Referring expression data
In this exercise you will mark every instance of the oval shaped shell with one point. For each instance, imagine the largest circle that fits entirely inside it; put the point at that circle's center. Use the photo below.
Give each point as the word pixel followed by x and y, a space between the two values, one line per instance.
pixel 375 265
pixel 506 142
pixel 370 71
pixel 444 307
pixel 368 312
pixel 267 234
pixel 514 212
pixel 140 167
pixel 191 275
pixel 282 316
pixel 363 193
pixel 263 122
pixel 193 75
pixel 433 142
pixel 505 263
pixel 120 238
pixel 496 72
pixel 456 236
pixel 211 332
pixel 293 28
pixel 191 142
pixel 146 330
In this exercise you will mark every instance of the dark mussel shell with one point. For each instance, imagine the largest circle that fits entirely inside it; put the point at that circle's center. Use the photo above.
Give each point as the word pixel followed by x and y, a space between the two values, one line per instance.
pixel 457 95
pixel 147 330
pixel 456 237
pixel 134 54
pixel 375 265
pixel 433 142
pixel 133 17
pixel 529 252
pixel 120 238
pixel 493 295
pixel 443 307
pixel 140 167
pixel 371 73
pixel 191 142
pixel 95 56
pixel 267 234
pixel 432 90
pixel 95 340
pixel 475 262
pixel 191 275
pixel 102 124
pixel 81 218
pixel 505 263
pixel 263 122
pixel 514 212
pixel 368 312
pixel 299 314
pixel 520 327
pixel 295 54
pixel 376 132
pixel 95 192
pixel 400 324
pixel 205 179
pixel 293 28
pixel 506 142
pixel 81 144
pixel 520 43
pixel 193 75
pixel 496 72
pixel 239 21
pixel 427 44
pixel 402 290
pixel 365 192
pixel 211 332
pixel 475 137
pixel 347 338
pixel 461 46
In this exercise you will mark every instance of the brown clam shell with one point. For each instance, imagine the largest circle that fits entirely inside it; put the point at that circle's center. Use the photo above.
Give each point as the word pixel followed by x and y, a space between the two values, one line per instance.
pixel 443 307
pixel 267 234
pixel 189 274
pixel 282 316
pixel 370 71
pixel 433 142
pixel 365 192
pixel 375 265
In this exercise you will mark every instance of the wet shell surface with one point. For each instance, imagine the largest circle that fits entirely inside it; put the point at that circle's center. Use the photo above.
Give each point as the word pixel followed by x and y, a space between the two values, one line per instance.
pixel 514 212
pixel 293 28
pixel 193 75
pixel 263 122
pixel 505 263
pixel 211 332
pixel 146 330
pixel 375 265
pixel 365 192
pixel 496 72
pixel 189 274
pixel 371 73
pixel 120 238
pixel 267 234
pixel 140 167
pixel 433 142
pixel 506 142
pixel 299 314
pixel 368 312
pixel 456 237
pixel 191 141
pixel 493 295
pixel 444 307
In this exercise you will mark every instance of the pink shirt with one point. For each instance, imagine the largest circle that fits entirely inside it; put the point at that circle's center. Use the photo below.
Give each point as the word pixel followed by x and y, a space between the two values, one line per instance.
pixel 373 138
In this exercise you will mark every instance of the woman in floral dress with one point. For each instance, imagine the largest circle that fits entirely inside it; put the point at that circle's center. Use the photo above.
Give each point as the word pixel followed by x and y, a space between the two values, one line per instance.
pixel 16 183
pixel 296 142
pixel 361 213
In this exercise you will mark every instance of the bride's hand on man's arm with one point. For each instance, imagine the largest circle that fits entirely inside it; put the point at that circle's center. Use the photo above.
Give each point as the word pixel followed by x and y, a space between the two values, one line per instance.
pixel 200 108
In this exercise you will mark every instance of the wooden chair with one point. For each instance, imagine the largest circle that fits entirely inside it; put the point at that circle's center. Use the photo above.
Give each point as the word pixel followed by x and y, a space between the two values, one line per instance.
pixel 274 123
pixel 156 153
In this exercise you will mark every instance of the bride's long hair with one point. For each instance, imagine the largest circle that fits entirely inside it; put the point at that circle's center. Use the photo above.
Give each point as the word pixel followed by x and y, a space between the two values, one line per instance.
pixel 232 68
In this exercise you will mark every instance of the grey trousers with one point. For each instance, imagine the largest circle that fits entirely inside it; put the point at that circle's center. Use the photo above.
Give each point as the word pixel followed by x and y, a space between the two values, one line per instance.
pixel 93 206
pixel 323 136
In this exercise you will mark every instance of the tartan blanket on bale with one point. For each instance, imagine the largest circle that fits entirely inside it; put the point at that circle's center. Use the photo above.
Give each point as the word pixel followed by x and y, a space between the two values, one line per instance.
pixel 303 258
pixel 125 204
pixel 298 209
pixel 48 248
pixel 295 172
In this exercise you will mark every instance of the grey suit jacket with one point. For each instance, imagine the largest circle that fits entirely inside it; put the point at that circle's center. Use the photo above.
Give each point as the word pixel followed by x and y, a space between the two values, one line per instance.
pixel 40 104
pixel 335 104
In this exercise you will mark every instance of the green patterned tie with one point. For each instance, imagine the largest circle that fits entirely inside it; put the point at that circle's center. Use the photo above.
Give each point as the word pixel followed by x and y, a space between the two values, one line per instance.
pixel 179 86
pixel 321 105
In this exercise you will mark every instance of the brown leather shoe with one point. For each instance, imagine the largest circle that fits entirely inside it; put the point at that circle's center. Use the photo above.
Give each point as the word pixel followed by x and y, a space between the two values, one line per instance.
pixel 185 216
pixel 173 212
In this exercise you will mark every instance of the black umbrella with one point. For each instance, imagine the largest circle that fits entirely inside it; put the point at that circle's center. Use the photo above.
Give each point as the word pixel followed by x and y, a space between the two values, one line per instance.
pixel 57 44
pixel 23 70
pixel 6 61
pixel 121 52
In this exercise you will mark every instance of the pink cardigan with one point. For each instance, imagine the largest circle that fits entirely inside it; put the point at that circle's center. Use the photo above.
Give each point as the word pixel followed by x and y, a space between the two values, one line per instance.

* _Task description_
Word for word, write out each entry shown above.

* _Exercise result_
In this exercise you will mark every instance of the oval shaped shell with one point. For each instance, imagine the largest circle that fits entirely inside it; put the point at that circle's center. Use the photo below.
Give each point as the word pixel followed by x and y, a space between the two values, one line per instance.
pixel 375 265
pixel 506 142
pixel 370 71
pixel 444 307
pixel 368 312
pixel 267 234
pixel 514 212
pixel 140 167
pixel 191 275
pixel 282 316
pixel 363 193
pixel 263 122
pixel 193 75
pixel 433 142
pixel 505 263
pixel 120 238
pixel 496 72
pixel 456 236
pixel 211 332
pixel 293 28
pixel 191 142
pixel 146 330
In this exercise you will mark every instance of the dark mussel shell with one point. For each instance, imagine the largest circle that fits entirely inside it; put the point at that circle's center. Use the photo above.
Give each point as the word pixel followed by x and y, a space between the two values, one line per instance.
pixel 457 95
pixel 147 330
pixel 456 237
pixel 134 54
pixel 375 265
pixel 433 142
pixel 133 17
pixel 529 252
pixel 120 238
pixel 493 295
pixel 443 307
pixel 140 167
pixel 371 73
pixel 191 142
pixel 95 56
pixel 267 234
pixel 432 90
pixel 95 340
pixel 475 262
pixel 191 275
pixel 102 124
pixel 81 218
pixel 505 263
pixel 263 122
pixel 514 212
pixel 368 312
pixel 299 314
pixel 520 327
pixel 295 54
pixel 376 132
pixel 95 192
pixel 400 324
pixel 205 179
pixel 293 28
pixel 506 142
pixel 81 144
pixel 520 43
pixel 193 75
pixel 496 72
pixel 239 21
pixel 427 44
pixel 402 290
pixel 365 192
pixel 211 332
pixel 475 137
pixel 347 338
pixel 461 46
In this exercise you will mark every instance of the brown clam shell with one point. For each instance, imagine the largest circle that fits entirely inside it; put the point at that circle's center. Use the photo above.
Give each point as the word pixel followed by x and y, a space between the two values, one line per instance.
pixel 443 307
pixel 267 234
pixel 189 274
pixel 282 316
pixel 370 71
pixel 433 142
pixel 365 192
pixel 375 265
In this exercise you will mark every instance of the wet shell surface with one point. For each instance, imagine the largest circle that fits entirely inside it; put the point at that circle's center. Use the photo above.
Give each point as the word pixel followed by x and y, a space between the two values, one line per instance.
pixel 514 212
pixel 293 28
pixel 193 75
pixel 263 122
pixel 505 263
pixel 211 332
pixel 146 330
pixel 375 265
pixel 365 192
pixel 496 72
pixel 189 274
pixel 371 73
pixel 120 238
pixel 267 234
pixel 140 167
pixel 433 142
pixel 506 142
pixel 299 314
pixel 368 312
pixel 456 237
pixel 191 141
pixel 493 295
pixel 444 307
In this exercise you will mark every instance of the pink shirt with one point. For each instance, imagine the largest circle that fits entirely inside it; put the point at that circle's center. Use the photo below.
Give each point as the word pixel followed by x and y, a space between the two values, one line per instance.
pixel 373 138
In this exercise you will mark every instance of the woman in floral dress with one point. For each instance, imagine the largest circle that fits entirely inside it; put the point at that circle's center. Use the photo above.
Give each point as the word pixel followed by x and y, a space between the two values, one line per instance.
pixel 16 183
pixel 296 142
pixel 361 213
In this exercise you will mark every instance of the bride's hand on man's arm with one point. For each instance, imagine the largest circle that fits entirely inside it; put the point at that circle's center. Use the photo above.
Give each point as the word pixel followed by x and y, a space between the two values, one line per instance.
pixel 200 108
In this exercise you will mark every instance of the wooden chair with one point. For each instance, imagine the largest circle that fits entirely inside it; put the point at that circle's center. Use the photo above.
Give each point as the word pixel followed by x and y, a space between the two values, one line per instance.
pixel 274 123
pixel 156 153
In this exercise you will mark every instance of the bride's long hair with one point. For each instance, imagine the largest circle that fits entirely inside it; put the point at that circle's center. Use the photo above.
Give each point as the word pixel followed by x and y, a space between the two values, one line per instance.
pixel 232 68
In this exercise you will mark every instance of the grey trousers with one point. For each instance, imagine the largest circle that fits entirely inside it; put the point at that circle's center. Use the photo above.
Give each point as the word pixel followed by x and y, a space between the two values, one line per instance.
pixel 93 206
pixel 323 136
In this exercise you will mark every instance of the tartan blanket on bale with one point. For each instance, imagine the largest circle that fits entirely inside it; put the point at that circle's center. Use the photo above.
Give each point as the word pixel followed by x and y, a space between the two values, one line per instance.
pixel 303 258
pixel 125 204
pixel 298 209
pixel 48 248
pixel 295 172
In this exercise you will mark every instance of the grey suit jacket with one point. For each instance, imagine the largest circle that fits entirely inside it; put the point at that circle's center. Use the photo above.
Give each point as the word pixel followed by x and y, a space between the two values, one line per instance.
pixel 40 104
pixel 335 104
In this exercise you will mark every instance of the green patterned tie with one point. For each instance, imagine the largest circle that fits entirely inside it; put the point at that circle's center. Use the photo above.
Give each point as the word pixel followed by x and y, a space between the two values, one line per instance.
pixel 179 86
pixel 321 105
In this exercise you will mark every instance of the brown leather shoe with one point. For each instance, imagine the largest circle that fits entirely inside it; put the point at that circle's center. Use the photo above.
Give each point as the word pixel followed by x and y, a space between the two values, one line per instance.
pixel 185 216
pixel 173 212
In this exercise you will mark every instance of the black umbrella with one point. For each instance, imagine the largest circle that fits entirely inside it; put the point at that circle's center. Use the photo above.
Give each point as the word pixel followed by x and y, a space between the two values, one line per instance.
pixel 57 44
pixel 23 70
pixel 6 61
pixel 121 52
In this exercise you will mark every instance of the pink cardigan with one point. For each instance, imagine the largest circle that fits entirely inside it; put the point at that circle's center. Use the photo above.
Give each point as the word pixel followed by x and y, a space between the two values, one line per instance.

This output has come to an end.